◆ **Goal of the exercise**
Having found the line that holds "Query: bare leg", give that line and all lines after it again, word for word, through the end of the data below.

◆ **Material for this task**
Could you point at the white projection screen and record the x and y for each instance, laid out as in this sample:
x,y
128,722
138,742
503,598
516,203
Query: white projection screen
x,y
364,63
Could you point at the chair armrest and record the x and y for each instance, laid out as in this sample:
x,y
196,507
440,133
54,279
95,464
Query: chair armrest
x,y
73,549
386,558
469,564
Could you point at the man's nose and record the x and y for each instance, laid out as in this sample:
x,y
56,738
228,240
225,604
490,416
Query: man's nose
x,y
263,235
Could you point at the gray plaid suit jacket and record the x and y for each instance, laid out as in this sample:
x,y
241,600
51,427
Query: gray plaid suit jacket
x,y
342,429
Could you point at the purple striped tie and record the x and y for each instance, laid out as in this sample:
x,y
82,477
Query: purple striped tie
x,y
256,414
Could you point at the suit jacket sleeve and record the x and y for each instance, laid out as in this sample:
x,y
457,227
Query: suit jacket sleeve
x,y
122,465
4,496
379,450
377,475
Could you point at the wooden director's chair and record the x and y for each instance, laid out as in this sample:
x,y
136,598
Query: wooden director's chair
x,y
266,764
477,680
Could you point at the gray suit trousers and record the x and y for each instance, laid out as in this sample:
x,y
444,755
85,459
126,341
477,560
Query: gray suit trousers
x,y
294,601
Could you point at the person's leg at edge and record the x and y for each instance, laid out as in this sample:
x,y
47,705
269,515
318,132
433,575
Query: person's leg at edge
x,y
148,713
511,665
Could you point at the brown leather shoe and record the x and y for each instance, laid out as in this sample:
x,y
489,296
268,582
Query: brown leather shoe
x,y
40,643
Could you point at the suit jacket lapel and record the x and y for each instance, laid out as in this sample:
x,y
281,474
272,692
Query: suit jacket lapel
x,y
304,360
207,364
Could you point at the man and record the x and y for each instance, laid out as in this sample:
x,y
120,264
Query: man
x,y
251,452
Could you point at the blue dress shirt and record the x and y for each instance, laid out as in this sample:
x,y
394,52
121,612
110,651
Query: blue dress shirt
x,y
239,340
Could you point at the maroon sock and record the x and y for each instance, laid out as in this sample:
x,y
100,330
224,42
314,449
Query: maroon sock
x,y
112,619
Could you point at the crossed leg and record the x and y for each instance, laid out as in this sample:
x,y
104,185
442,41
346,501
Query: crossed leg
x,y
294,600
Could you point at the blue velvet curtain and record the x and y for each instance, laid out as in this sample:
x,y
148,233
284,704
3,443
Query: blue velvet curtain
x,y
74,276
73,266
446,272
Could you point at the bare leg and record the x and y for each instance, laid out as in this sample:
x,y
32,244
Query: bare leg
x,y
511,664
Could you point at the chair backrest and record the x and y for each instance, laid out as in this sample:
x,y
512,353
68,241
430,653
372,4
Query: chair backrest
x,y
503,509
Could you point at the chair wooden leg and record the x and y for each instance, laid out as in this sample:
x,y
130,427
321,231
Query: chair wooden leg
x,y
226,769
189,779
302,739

◆ **Your solution**
Query: bare leg
x,y
511,664
Could you point at the chair backrest and record the x and y for each instance, laid out as in this sample:
x,y
512,353
68,241
430,653
372,4
Query: chair backrest
x,y
503,509
Could you point at the chair wooden leg and record the x and y for each instance, laid out as in this sample:
x,y
130,427
321,231
Query: chair wooden leg
x,y
226,769
189,779
302,739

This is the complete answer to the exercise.